- Given task 1 -
Copy the listing word for word, from its first line up to and including the line with "[(433, 320)]".

━━ Excerpt

Abstract Landscapes by English Painter Dolores Phelps

In this interview I chat with watercolor painter Dolores Phelps, based in The Forest of Dean, England. Dolores creates vivid, abstract landscapes inspired by the English countryside. She considers nature to be her starting point - open fields, rolling hills, and majestic forests serve as inspiration for her dynamic compositions. From bright pops of color to accidental marks, blurred lines, and areas where multiple colors bleed into each other, Dolores's stunning watercolors celebrate and embrace the creative process.

Hi Dolores! Tell me about your background and where your creative journey began.

━━━━
━━ Given records

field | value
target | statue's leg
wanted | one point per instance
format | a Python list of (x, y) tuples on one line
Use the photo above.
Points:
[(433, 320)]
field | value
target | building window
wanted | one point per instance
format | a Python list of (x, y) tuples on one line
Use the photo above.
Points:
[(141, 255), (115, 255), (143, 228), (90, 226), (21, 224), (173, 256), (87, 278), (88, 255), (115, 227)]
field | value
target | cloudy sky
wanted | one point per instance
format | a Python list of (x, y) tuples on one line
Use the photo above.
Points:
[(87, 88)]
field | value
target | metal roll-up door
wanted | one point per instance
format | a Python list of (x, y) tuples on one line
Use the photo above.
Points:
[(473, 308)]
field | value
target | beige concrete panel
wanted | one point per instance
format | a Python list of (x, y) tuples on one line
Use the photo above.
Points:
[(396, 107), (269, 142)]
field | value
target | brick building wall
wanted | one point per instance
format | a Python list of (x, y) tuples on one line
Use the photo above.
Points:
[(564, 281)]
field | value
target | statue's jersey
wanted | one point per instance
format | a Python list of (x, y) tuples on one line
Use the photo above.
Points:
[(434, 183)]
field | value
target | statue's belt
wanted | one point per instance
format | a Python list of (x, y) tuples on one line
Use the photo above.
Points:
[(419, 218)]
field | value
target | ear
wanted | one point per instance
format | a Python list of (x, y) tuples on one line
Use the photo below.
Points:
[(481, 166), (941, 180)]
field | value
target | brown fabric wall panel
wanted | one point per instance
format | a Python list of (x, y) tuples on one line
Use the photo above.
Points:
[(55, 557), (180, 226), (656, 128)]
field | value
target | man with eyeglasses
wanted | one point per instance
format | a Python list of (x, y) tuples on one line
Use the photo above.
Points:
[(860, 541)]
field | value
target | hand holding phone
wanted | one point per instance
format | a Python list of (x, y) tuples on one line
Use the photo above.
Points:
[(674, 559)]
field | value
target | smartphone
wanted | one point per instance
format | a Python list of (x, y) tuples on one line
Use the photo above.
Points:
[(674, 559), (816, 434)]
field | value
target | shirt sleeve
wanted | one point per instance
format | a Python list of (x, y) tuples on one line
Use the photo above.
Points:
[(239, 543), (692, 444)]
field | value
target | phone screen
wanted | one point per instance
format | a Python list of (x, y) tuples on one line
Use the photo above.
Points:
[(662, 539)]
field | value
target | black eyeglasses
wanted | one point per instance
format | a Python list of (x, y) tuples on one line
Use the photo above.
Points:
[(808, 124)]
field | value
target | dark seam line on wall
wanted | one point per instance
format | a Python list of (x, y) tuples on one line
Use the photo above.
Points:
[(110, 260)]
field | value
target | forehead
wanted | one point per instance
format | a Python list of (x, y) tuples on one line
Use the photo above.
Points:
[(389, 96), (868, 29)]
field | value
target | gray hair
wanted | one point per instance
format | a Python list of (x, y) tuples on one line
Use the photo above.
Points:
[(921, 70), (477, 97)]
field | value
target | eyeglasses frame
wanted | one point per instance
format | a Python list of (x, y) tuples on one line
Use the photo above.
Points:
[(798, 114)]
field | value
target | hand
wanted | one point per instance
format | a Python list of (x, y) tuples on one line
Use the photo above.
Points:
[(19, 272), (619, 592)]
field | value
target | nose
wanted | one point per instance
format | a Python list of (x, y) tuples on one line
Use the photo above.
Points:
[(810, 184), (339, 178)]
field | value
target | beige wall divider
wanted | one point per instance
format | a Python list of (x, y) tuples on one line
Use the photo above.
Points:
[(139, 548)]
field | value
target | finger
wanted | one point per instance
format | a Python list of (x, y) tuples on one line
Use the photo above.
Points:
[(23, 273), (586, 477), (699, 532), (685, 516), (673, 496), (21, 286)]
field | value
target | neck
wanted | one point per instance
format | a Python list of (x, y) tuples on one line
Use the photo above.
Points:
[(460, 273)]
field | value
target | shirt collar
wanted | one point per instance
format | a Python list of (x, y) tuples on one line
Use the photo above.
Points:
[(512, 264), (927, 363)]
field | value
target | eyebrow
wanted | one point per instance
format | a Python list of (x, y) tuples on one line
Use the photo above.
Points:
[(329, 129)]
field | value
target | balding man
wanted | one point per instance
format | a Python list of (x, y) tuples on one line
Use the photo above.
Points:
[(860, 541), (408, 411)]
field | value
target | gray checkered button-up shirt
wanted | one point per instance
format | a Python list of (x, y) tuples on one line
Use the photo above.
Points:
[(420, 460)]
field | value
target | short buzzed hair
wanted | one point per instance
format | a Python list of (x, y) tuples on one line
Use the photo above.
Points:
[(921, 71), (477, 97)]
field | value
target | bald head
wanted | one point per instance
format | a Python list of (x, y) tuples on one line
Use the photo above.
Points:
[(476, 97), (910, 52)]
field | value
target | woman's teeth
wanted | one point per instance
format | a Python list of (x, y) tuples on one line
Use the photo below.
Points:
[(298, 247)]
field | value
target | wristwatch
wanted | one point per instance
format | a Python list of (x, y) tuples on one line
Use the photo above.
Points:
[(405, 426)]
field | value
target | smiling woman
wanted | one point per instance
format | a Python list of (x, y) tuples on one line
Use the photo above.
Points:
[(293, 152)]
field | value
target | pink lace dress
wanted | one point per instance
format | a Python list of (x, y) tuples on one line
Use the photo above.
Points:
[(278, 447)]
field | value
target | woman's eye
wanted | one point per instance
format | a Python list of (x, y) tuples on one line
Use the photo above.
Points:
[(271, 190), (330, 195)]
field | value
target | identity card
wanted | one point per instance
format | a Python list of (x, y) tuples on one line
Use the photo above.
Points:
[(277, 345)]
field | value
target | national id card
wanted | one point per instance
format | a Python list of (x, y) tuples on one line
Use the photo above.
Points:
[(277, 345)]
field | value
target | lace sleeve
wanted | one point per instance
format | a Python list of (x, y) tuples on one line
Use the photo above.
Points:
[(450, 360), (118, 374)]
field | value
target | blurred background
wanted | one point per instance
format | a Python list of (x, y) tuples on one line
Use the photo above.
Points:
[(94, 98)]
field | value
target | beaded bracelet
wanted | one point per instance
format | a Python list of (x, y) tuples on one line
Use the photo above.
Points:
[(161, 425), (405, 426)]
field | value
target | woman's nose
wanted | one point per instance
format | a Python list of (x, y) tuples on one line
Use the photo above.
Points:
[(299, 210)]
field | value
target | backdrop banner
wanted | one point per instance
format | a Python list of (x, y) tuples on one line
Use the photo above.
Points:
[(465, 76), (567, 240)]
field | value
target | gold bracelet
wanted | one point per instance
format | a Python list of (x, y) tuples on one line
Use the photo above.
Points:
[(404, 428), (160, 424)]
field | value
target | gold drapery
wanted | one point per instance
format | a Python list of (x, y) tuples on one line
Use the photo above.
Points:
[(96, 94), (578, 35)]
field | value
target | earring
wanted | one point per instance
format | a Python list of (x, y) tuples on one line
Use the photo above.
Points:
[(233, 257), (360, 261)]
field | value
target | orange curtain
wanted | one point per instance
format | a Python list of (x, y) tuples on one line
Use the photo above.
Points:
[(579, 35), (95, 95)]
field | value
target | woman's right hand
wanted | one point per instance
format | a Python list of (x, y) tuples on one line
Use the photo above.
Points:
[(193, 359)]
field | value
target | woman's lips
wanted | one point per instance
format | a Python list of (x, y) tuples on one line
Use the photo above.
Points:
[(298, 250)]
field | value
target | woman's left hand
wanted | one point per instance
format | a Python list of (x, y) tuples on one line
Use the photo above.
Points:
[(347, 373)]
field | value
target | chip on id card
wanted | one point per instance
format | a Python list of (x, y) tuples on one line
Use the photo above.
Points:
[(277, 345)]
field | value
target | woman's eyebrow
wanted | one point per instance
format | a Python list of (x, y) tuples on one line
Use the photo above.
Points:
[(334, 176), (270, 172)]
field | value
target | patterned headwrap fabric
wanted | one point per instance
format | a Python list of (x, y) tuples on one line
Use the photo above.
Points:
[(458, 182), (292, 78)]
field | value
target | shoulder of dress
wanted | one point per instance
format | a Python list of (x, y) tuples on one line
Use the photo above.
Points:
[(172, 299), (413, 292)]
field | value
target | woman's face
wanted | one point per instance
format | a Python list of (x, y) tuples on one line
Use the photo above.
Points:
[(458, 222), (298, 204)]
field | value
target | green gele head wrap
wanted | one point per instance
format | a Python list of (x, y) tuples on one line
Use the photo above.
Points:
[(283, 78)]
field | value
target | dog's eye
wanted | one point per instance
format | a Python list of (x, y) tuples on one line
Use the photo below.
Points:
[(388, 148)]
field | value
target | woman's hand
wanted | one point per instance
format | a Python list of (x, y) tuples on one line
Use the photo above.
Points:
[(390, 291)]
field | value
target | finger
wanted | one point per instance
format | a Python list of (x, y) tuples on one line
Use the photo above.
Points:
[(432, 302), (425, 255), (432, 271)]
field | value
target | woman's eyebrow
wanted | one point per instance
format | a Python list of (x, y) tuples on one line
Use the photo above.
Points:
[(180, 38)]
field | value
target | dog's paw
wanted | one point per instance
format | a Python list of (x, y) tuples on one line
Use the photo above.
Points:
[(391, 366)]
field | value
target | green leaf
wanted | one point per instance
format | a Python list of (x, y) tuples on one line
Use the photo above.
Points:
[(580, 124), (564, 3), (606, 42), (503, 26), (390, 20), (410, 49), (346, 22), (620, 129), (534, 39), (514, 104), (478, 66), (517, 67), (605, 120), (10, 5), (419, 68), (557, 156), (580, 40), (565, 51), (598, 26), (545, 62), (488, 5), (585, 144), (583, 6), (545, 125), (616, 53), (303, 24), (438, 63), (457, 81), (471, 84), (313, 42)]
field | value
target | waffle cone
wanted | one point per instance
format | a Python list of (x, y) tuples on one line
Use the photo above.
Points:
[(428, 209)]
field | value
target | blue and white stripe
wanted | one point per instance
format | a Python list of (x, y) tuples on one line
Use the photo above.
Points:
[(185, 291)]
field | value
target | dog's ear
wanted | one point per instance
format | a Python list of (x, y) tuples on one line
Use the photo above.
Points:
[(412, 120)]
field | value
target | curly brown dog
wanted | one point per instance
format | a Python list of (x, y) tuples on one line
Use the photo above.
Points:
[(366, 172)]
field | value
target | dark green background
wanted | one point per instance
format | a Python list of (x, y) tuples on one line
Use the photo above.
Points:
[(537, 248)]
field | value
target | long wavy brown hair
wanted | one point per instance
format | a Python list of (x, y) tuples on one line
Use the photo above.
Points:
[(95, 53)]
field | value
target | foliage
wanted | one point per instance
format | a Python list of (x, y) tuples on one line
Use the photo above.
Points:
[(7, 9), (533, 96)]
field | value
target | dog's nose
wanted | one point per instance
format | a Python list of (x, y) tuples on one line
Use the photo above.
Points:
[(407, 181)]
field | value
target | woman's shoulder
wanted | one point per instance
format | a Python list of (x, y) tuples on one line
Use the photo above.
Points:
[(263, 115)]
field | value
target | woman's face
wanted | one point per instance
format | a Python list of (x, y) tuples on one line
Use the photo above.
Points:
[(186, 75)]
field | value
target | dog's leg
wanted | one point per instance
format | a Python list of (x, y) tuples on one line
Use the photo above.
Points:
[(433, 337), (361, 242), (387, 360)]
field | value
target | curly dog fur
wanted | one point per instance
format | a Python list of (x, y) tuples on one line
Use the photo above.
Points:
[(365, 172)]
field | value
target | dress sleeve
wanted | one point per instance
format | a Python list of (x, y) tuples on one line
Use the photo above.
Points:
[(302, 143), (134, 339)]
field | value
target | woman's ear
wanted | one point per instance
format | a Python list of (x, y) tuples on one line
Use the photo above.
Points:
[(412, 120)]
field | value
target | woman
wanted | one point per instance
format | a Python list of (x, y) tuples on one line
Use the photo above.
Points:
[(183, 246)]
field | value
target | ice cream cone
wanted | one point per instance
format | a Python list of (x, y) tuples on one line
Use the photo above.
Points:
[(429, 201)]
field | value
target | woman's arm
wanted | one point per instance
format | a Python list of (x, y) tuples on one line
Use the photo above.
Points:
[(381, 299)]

━━━━

- Given task 2 -
In the Dolores Phelps interview, what features of her watercolors are named as celebrating the creative process? List all of them.

- Exercise solution 1 -
field | value
target | statue's leg
wanted | one point per instance
format | a Python list of (x, y) tuples on one line
Use the photo above.
Points:
[(433, 320)]

- Exercise solution 2 -
- Bright pops of color
- Accidental marks
- Blurred lines
- Areas where multiple colors bleed into each other